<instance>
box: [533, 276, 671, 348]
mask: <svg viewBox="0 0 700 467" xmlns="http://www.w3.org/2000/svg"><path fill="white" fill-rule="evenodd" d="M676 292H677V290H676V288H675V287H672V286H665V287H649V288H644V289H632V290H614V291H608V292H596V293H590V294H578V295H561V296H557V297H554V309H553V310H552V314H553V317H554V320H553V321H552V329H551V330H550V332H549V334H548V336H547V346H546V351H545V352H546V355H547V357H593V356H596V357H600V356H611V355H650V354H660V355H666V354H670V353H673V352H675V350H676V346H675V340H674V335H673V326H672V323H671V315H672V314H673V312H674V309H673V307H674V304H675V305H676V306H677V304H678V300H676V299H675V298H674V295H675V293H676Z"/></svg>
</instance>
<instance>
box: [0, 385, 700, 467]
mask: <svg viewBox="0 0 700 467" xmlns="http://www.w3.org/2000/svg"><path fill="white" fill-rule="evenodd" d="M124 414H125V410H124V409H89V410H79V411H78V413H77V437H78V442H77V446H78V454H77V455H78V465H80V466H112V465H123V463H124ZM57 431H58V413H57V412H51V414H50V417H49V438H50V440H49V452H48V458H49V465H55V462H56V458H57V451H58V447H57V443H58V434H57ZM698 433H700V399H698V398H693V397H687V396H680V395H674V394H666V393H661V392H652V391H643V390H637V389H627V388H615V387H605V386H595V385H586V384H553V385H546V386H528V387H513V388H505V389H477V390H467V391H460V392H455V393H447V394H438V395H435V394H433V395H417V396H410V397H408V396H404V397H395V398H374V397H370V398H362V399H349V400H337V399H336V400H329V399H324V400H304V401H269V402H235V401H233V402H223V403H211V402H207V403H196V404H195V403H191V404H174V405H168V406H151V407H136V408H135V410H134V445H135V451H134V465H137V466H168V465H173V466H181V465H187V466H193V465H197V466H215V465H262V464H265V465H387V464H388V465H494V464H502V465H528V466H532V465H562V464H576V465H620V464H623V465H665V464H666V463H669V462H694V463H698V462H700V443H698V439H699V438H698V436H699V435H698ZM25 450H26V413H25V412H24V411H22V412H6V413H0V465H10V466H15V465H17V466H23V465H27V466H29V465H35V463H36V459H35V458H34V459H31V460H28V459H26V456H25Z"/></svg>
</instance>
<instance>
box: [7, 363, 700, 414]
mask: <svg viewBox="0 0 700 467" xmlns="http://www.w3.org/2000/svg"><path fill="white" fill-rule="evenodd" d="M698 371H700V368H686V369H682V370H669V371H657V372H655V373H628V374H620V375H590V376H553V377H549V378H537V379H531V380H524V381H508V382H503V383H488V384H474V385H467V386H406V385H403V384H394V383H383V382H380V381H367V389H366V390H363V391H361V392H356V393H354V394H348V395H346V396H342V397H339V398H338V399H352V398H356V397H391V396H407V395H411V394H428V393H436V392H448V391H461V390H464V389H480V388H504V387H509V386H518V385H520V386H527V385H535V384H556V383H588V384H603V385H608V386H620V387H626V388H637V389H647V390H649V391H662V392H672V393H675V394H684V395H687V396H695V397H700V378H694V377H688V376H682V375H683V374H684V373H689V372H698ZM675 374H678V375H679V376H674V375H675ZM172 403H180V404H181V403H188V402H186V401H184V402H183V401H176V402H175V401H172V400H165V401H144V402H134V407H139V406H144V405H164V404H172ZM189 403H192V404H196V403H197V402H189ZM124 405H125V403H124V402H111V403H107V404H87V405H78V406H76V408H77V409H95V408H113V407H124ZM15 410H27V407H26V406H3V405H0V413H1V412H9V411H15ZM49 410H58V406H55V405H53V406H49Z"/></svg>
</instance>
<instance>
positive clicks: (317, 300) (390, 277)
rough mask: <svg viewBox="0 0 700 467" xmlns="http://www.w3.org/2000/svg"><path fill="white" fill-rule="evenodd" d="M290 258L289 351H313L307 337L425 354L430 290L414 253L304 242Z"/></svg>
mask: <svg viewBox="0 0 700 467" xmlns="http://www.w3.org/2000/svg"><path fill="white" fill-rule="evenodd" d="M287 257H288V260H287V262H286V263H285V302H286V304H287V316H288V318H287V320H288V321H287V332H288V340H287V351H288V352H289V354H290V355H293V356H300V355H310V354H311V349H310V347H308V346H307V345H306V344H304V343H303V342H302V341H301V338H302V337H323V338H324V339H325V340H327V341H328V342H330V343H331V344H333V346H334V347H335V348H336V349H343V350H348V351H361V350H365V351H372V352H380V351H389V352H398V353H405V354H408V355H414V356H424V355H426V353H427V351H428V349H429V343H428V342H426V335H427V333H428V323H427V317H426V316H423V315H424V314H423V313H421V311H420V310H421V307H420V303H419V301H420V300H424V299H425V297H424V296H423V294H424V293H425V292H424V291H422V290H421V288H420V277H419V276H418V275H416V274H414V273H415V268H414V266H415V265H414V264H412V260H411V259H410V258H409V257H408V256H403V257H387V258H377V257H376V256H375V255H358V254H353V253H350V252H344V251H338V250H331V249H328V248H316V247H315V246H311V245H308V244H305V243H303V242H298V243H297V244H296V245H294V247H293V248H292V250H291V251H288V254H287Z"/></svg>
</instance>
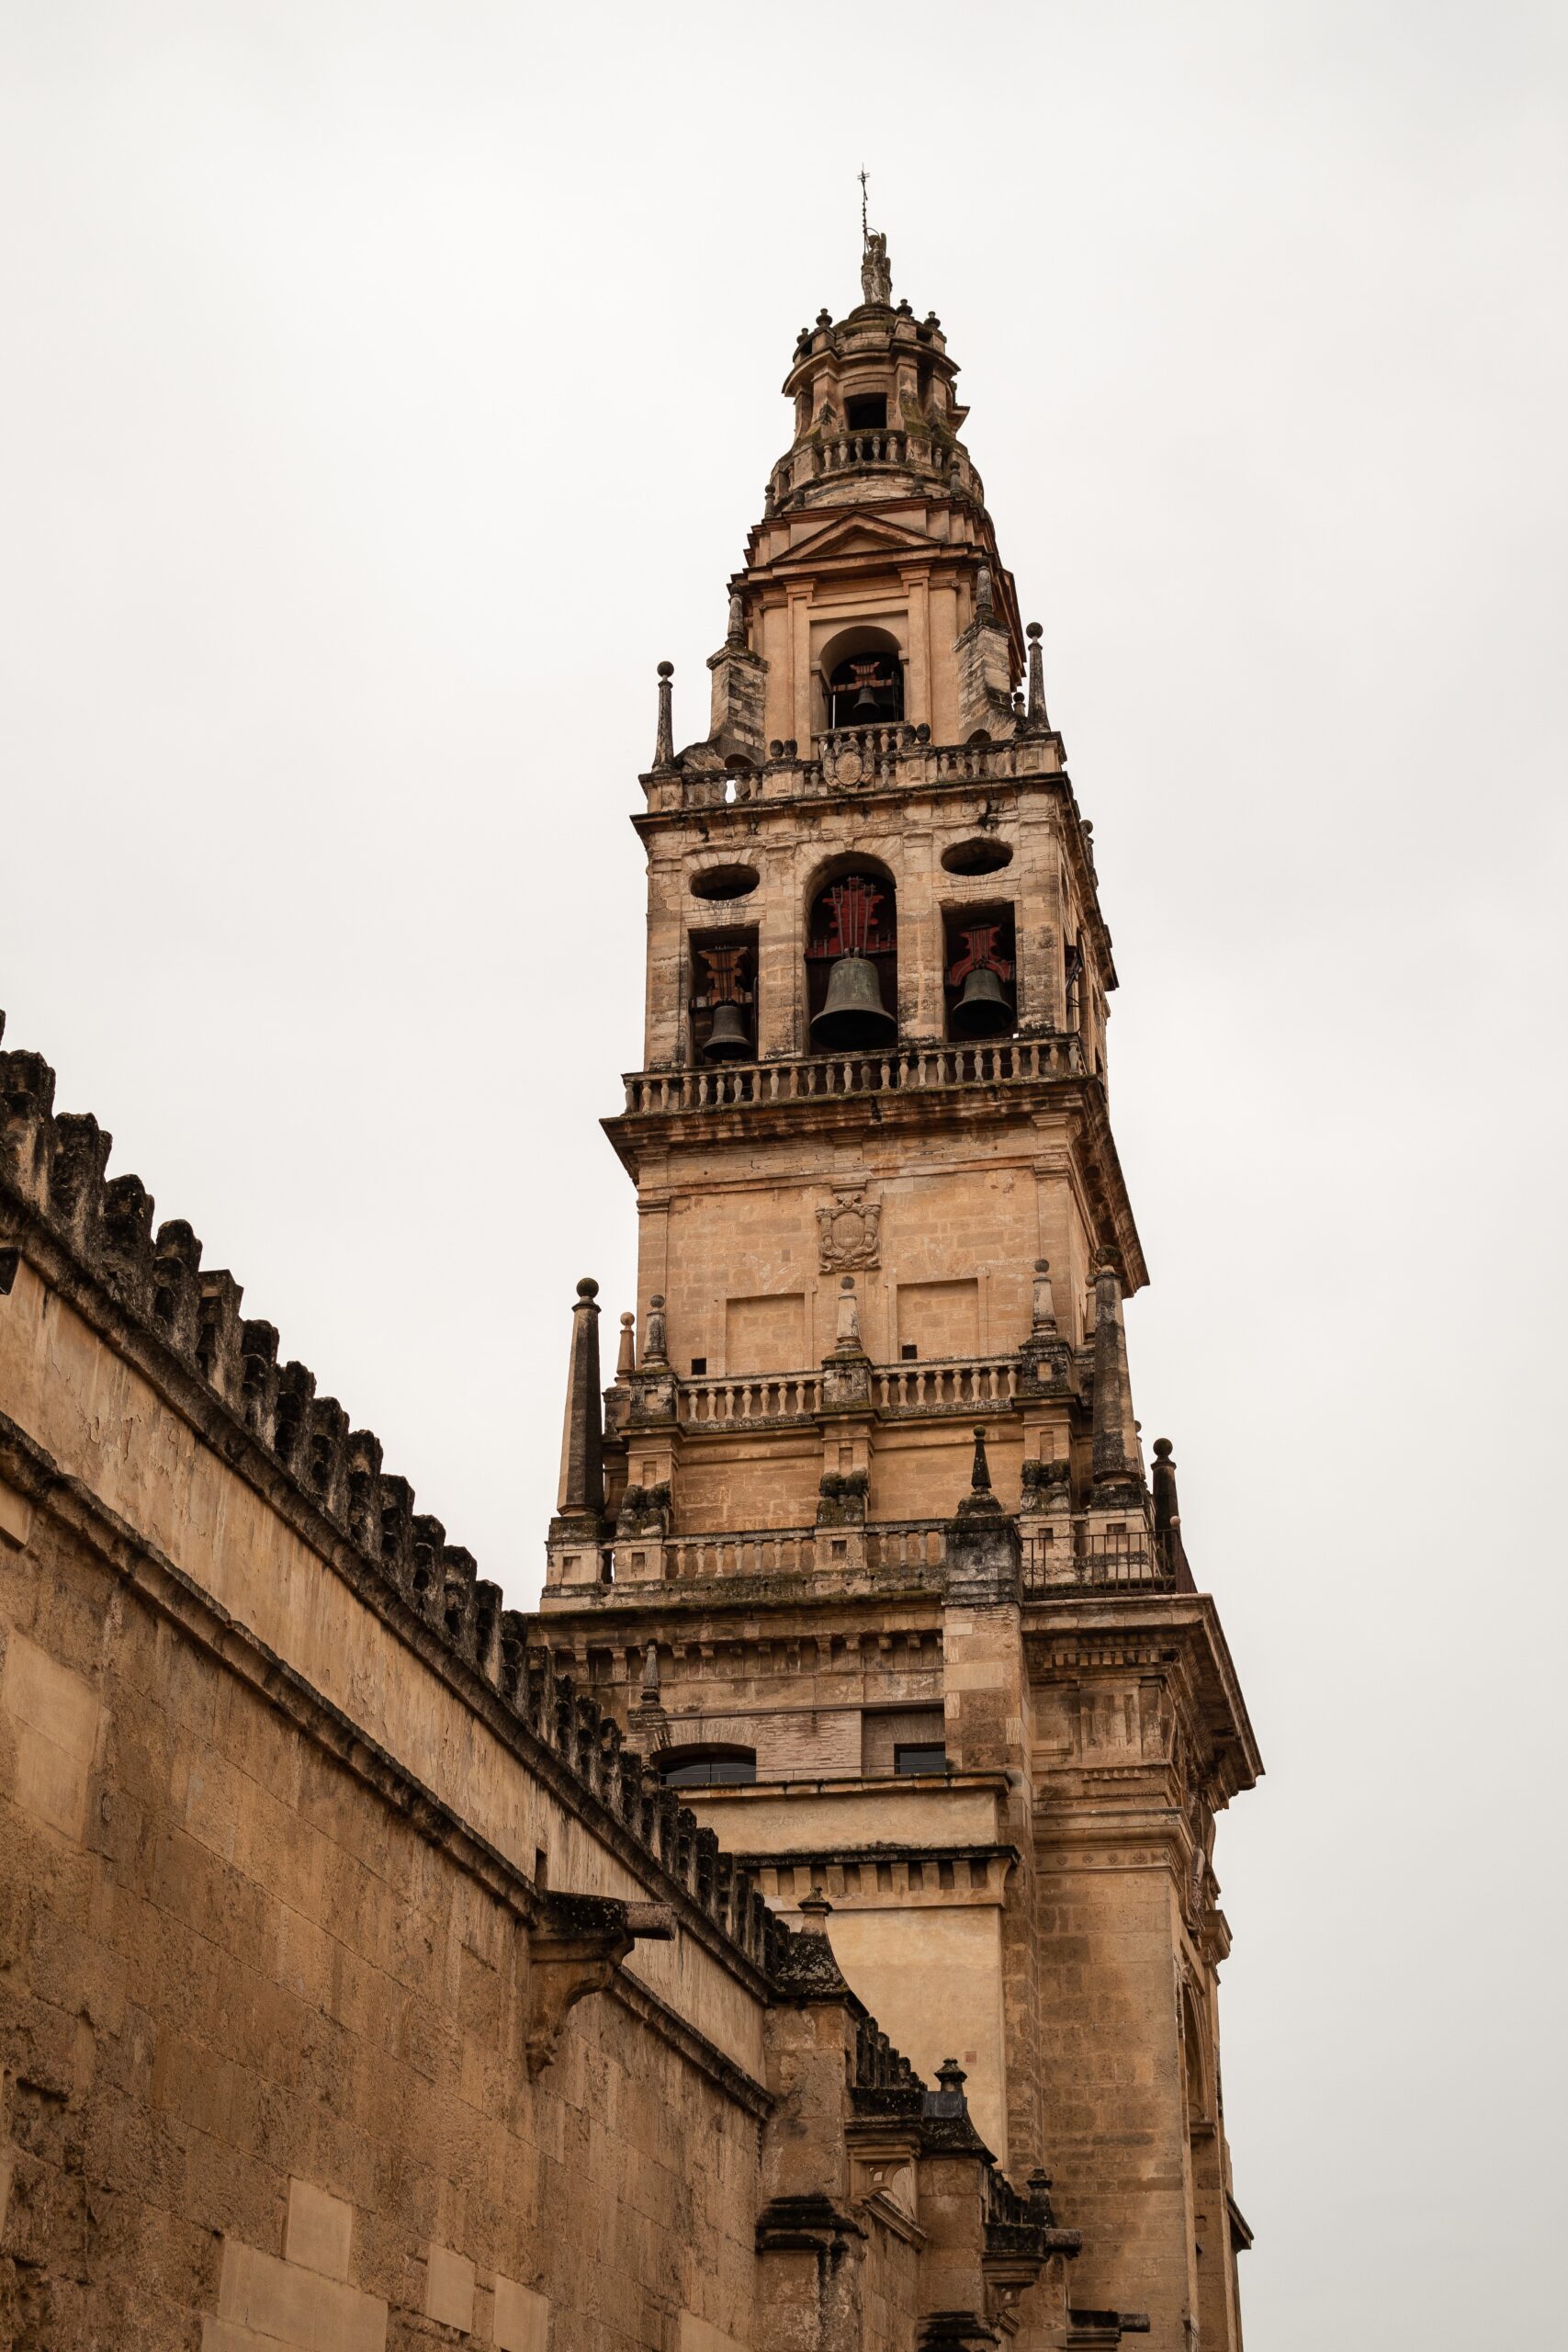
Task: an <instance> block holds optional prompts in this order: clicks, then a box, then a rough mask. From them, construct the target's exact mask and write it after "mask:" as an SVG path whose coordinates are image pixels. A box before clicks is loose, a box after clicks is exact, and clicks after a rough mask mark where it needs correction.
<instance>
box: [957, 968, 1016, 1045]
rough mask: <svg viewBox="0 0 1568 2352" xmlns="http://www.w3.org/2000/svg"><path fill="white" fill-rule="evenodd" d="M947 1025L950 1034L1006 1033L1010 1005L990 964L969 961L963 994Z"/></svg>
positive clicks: (1011, 1027)
mask: <svg viewBox="0 0 1568 2352" xmlns="http://www.w3.org/2000/svg"><path fill="white" fill-rule="evenodd" d="M947 1028H950V1033H952V1035H954V1037H1009V1035H1011V1030H1013V1007H1011V1004H1009V1000H1006V993H1004V988H1001V981H999V978H997V974H994V971H992V969H990V964H971V969H969V974H966V976H964V995H961V997H959V1002H957V1004H954V1007H952V1014H950V1021H947Z"/></svg>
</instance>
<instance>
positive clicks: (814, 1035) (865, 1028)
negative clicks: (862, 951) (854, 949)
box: [811, 955, 898, 1054]
mask: <svg viewBox="0 0 1568 2352" xmlns="http://www.w3.org/2000/svg"><path fill="white" fill-rule="evenodd" d="M896 1035H898V1023H896V1021H893V1016H891V1014H889V1011H886V1007H884V1004H882V981H879V978H877V967H875V964H872V960H870V957H867V955H839V960H837V962H835V967H832V971H830V974H827V1002H825V1004H823V1009H820V1014H818V1016H816V1021H813V1023H811V1037H813V1042H816V1044H823V1047H827V1051H830V1054H839V1051H853V1049H856V1047H865V1044H891V1040H893V1037H896Z"/></svg>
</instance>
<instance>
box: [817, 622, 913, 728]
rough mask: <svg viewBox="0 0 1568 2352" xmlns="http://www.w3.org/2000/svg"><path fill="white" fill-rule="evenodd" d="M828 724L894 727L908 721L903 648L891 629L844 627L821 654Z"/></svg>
mask: <svg viewBox="0 0 1568 2352" xmlns="http://www.w3.org/2000/svg"><path fill="white" fill-rule="evenodd" d="M820 682H823V724H825V727H830V729H839V727H889V724H896V722H898V720H903V652H900V644H898V637H893V635H891V630H886V628H870V626H860V628H844V630H839V635H837V637H832V640H830V644H825V647H823V654H820Z"/></svg>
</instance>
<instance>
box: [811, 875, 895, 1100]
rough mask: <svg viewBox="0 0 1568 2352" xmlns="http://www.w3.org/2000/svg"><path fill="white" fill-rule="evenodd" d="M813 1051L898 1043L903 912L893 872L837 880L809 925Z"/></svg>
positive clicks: (843, 1050)
mask: <svg viewBox="0 0 1568 2352" xmlns="http://www.w3.org/2000/svg"><path fill="white" fill-rule="evenodd" d="M806 1028H809V1037H811V1051H816V1054H856V1051H863V1049H867V1047H886V1044H893V1040H896V1037H898V906H896V889H893V877H891V873H889V870H886V866H872V863H870V861H867V863H856V866H851V868H849V870H844V873H835V875H830V877H827V880H825V882H823V884H820V887H818V891H816V896H813V901H811V915H809V922H806Z"/></svg>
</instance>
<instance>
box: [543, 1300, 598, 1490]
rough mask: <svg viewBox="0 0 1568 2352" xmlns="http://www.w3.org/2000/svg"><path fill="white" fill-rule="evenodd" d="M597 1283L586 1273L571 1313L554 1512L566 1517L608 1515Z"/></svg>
mask: <svg viewBox="0 0 1568 2352" xmlns="http://www.w3.org/2000/svg"><path fill="white" fill-rule="evenodd" d="M597 1296H599V1284H597V1282H595V1279H592V1277H590V1275H583V1279H581V1282H578V1287H576V1305H574V1310H571V1367H569V1371H567V1421H564V1428H562V1484H559V1494H557V1501H555V1510H557V1515H559V1517H562V1519H599V1517H602V1515H604V1423H602V1418H599V1414H602V1399H599V1310H597V1305H595V1298H597Z"/></svg>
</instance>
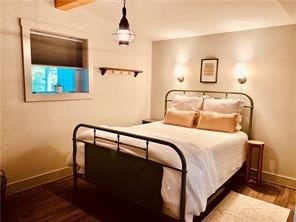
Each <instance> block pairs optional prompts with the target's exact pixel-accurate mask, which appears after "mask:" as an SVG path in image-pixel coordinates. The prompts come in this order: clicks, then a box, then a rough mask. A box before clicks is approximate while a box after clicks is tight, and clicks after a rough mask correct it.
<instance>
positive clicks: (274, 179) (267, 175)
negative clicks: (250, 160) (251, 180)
mask: <svg viewBox="0 0 296 222" xmlns="http://www.w3.org/2000/svg"><path fill="white" fill-rule="evenodd" d="M251 171H252V172H251V173H252V175H256V173H257V170H256V169H251ZM262 180H263V181H266V182H269V183H274V184H277V185H281V186H285V187H289V188H292V189H296V179H295V178H292V177H287V176H283V175H279V174H275V173H270V172H266V171H263V172H262Z"/></svg>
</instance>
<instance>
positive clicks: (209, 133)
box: [69, 122, 247, 222]
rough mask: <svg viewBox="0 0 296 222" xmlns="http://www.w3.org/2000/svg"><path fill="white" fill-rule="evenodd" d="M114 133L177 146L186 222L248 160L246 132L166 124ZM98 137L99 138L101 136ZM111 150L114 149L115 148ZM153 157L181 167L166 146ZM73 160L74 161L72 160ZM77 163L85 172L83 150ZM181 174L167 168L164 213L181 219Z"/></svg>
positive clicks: (116, 127)
mask: <svg viewBox="0 0 296 222" xmlns="http://www.w3.org/2000/svg"><path fill="white" fill-rule="evenodd" d="M112 129H115V130H120V131H125V132H129V133H134V134H138V135H144V136H148V137H154V138H159V139H163V140H167V141H170V142H172V143H174V144H175V145H177V146H178V147H179V148H180V149H181V150H182V152H183V154H184V155H185V158H186V162H187V166H188V173H187V181H186V182H187V183H186V210H185V217H186V218H185V220H186V222H189V221H192V218H193V215H197V216H198V215H199V214H200V213H201V212H202V211H204V210H205V208H206V201H207V198H208V197H209V196H211V195H212V194H213V193H214V192H215V191H216V190H217V189H218V188H219V187H220V186H221V185H223V184H224V182H226V181H227V179H229V178H230V177H231V176H232V175H233V174H234V173H235V172H236V171H237V170H238V169H239V168H240V167H241V166H242V164H243V162H244V160H245V144H246V141H247V135H246V134H245V133H244V132H235V133H223V132H217V131H209V130H200V129H193V128H186V127H179V126H174V125H168V124H164V123H163V122H153V123H149V124H142V125H136V126H131V127H124V128H123V127H112ZM99 134H100V135H99V136H100V137H104V138H108V139H110V140H116V136H115V135H114V134H110V133H102V132H100V133H99ZM92 135H93V131H92V130H90V131H86V132H84V133H83V134H81V136H80V138H81V139H84V140H85V139H89V140H90V141H93V138H92ZM97 136H98V135H97ZM121 142H125V143H128V144H132V145H136V146H141V147H145V141H139V140H135V139H132V140H131V139H130V138H124V137H121ZM109 147H110V148H114V147H112V146H111V145H110V146H109ZM122 151H124V152H129V153H131V154H132V155H138V156H141V155H143V154H141V153H137V152H136V151H134V150H130V149H122ZM149 156H150V159H153V160H155V161H158V162H164V163H166V164H169V165H172V166H174V167H180V166H181V163H180V161H179V158H178V156H177V155H176V153H175V151H173V150H172V149H163V147H162V145H159V144H153V143H152V144H150V146H149ZM69 159H70V160H71V158H69ZM77 163H78V165H79V166H81V167H82V168H83V166H84V153H83V149H78V153H77ZM180 184H181V177H180V173H179V172H177V171H174V170H172V169H170V168H166V167H164V175H163V181H162V190H161V194H162V198H163V200H164V204H163V212H164V213H165V214H167V215H169V216H172V217H175V218H177V217H178V215H179V200H180V199H179V197H180Z"/></svg>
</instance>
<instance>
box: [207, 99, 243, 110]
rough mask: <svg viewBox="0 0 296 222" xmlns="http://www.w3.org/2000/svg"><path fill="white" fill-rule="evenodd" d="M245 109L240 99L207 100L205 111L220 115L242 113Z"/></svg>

####

TASK STATEMENT ->
Identify every line of the records above that contains the word "negative", and copy each such line in full. Case counts.

WRITTEN SOLUTION ->
negative clicks: (862, 951) (854, 949)
negative clicks: (250, 160) (251, 180)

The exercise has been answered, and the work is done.